(Stored data)
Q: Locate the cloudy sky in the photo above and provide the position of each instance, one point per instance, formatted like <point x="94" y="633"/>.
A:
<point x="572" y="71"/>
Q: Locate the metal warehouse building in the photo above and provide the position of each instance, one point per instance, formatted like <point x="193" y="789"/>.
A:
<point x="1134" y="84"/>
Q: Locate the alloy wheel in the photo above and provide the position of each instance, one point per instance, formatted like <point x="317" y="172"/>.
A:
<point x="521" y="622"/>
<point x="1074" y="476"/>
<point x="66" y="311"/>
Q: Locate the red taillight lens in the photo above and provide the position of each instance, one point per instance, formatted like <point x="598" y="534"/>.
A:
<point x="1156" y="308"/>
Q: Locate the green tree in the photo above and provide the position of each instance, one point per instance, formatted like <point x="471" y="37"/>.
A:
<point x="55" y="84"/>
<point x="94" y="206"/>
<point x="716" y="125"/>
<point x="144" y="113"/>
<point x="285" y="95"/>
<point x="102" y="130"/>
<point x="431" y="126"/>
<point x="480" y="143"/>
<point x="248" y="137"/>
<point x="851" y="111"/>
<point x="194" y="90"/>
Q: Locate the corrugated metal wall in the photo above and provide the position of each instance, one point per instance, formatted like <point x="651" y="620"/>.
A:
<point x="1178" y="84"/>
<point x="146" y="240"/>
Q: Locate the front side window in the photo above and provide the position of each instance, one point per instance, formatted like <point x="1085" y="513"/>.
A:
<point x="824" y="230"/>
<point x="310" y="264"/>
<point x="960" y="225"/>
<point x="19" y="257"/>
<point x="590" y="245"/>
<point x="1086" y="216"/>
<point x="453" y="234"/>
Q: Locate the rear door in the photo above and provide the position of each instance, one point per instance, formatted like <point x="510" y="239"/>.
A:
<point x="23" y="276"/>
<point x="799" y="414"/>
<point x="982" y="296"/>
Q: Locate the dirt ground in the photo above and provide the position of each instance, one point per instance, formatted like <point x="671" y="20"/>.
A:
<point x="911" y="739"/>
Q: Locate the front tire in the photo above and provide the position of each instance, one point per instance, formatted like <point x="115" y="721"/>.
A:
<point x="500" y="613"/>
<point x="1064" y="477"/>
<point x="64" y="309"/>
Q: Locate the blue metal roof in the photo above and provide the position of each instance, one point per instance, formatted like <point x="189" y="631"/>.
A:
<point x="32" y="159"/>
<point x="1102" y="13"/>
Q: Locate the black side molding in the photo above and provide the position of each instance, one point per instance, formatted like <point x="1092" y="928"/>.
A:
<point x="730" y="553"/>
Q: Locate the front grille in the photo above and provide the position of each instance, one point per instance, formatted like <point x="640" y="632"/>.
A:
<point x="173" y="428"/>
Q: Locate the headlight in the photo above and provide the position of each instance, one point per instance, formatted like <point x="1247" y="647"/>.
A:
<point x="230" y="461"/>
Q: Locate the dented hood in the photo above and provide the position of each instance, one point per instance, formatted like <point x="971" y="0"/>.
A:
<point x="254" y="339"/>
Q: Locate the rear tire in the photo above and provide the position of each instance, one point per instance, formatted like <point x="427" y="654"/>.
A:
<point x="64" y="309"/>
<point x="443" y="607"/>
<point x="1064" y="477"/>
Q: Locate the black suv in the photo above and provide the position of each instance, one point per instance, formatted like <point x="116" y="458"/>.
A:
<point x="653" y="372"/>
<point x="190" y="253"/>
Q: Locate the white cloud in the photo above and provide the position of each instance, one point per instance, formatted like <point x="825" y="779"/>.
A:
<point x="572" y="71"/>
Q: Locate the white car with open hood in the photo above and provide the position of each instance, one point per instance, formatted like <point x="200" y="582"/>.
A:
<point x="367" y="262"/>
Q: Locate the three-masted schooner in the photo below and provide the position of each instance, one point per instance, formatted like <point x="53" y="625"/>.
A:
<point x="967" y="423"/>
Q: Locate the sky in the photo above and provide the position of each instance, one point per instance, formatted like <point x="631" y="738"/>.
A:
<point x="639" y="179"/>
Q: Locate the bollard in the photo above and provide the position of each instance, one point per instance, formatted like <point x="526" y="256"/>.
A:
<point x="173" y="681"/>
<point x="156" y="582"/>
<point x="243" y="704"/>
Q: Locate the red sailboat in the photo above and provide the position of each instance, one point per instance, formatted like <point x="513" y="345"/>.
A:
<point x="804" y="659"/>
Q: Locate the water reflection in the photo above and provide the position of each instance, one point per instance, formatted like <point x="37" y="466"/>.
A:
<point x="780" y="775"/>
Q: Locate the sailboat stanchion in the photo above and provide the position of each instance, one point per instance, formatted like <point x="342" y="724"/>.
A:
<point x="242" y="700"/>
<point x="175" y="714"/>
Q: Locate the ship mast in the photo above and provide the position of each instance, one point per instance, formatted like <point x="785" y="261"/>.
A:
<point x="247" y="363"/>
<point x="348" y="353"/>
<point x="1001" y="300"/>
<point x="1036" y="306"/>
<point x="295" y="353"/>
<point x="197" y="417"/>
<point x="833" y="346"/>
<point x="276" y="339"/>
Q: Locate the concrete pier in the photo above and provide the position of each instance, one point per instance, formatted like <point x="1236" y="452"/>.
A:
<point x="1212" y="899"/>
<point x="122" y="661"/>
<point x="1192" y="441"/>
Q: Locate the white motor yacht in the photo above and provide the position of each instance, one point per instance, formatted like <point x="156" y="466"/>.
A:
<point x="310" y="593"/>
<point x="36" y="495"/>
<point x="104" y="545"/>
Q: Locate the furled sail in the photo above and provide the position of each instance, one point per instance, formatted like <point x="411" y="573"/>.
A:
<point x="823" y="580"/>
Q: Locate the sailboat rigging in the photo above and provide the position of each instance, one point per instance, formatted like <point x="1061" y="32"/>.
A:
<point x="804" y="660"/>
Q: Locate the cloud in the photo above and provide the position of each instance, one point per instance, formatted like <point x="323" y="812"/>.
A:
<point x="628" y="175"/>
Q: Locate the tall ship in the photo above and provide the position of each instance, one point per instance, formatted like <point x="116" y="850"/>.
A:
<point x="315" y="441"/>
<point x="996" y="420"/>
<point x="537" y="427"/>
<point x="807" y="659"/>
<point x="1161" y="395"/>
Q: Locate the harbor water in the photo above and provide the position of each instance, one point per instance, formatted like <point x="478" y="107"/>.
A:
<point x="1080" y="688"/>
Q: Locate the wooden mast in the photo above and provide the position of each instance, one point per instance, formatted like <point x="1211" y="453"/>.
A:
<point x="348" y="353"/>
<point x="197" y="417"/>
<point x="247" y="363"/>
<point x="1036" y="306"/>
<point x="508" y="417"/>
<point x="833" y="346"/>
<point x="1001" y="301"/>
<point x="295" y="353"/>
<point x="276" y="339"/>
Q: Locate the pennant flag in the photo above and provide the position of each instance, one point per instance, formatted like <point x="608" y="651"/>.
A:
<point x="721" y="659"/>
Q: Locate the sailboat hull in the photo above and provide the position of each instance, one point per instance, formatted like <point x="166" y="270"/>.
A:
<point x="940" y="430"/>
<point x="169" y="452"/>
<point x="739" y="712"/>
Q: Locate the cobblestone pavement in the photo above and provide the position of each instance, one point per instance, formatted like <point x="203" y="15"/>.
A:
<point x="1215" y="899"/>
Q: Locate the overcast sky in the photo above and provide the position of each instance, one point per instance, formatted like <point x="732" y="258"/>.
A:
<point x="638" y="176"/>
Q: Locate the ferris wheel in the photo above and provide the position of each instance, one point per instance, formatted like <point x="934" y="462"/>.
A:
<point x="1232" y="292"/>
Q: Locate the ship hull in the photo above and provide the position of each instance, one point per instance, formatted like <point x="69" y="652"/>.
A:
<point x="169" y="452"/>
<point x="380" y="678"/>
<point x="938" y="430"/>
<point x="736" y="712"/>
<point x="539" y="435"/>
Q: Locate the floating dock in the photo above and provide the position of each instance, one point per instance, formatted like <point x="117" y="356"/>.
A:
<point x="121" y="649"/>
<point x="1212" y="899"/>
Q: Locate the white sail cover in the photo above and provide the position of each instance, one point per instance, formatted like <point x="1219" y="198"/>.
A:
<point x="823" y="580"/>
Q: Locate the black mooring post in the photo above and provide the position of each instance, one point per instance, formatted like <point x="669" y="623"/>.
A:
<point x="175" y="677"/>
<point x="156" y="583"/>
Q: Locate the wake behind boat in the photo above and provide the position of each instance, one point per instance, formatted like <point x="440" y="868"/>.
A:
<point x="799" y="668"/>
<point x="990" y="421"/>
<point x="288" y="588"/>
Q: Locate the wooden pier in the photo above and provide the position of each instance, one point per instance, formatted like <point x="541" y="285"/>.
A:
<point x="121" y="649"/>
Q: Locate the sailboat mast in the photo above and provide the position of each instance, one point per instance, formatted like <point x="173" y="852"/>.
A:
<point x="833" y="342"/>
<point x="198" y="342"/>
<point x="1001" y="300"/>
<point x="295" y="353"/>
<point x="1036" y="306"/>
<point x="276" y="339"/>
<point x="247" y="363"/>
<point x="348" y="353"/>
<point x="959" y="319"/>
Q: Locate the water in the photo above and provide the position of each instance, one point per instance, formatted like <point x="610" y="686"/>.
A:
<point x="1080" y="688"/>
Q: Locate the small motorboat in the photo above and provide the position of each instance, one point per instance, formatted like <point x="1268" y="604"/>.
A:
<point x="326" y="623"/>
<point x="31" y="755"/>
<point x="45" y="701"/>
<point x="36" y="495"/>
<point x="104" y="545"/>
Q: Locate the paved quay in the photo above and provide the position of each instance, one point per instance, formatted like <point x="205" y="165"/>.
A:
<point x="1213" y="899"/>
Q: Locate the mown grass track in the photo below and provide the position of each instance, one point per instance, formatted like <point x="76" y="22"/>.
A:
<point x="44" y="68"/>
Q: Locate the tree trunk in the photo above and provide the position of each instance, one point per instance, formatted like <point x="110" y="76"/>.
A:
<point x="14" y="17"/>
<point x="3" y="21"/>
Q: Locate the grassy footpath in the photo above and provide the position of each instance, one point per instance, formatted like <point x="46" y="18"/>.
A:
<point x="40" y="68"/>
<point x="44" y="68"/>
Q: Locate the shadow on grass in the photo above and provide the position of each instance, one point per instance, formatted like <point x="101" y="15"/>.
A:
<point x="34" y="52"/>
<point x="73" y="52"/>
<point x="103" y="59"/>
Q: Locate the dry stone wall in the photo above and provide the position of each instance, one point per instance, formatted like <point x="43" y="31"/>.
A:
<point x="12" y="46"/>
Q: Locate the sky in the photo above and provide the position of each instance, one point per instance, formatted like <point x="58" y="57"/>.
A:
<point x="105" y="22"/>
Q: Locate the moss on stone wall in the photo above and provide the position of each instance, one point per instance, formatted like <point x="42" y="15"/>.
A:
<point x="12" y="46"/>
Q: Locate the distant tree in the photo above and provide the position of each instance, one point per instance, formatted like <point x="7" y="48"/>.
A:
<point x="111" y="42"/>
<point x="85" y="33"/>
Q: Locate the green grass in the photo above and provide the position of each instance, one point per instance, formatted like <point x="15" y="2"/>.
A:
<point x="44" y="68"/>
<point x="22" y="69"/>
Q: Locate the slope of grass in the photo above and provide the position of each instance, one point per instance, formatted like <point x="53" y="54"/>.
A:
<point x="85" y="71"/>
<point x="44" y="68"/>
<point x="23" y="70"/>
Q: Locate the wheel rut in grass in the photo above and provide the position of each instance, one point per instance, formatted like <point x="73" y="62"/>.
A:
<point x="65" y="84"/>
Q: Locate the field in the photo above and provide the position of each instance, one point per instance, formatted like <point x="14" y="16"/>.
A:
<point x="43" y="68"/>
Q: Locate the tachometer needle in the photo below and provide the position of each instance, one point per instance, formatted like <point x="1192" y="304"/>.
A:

▸ **INSTRUCTIONS TO FOLLOW**
Wherever the word "rear" turns up in the records above, copy the line that holds it.

▸ **EXERCISE SOLUTION**
Q: Locate the rear door in the photo above and provide the position of each instance, one point per instance, formatted like <point x="510" y="239"/>.
Q: Locate the rear tire in the photo above and provide the position of each instance, one point per instance, formatted like <point x="427" y="654"/>.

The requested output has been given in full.